▶ **TASK DETAILS**: What lines of the data include the string "Query"? Copy them all.
··· THE DATA
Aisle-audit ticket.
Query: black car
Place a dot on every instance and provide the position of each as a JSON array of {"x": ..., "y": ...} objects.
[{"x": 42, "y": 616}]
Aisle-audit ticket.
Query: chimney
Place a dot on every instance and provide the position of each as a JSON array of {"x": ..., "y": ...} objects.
······
··· THE DATA
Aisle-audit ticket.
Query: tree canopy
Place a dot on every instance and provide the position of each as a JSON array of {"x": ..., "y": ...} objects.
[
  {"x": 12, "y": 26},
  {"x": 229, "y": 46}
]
······
··· THE DATA
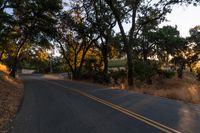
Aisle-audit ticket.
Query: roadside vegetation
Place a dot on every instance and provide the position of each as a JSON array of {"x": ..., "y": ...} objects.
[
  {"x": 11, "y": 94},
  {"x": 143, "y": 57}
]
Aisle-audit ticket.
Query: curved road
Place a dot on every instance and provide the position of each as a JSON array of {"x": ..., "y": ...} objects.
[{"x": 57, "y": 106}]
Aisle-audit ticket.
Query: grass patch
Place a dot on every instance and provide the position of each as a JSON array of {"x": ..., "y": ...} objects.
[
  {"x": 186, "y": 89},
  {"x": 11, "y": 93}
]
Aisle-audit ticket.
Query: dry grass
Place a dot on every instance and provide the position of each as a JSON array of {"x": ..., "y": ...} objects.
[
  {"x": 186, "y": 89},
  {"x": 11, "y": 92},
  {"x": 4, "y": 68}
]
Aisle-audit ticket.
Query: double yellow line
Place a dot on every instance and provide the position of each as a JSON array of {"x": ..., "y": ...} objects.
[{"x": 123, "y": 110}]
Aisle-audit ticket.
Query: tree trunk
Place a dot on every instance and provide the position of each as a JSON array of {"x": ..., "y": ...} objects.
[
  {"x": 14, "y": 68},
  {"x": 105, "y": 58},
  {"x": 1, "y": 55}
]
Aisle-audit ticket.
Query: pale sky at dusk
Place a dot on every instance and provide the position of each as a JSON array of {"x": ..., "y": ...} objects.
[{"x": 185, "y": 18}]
······
▶ **REPLY**:
Query: black car
Query: chimney
Query: tree canopy
Query: roadside vegetation
Query: curved road
Query: grass patch
Query: dry grass
Query: double yellow line
Query: tree trunk
Query: pale sky at dusk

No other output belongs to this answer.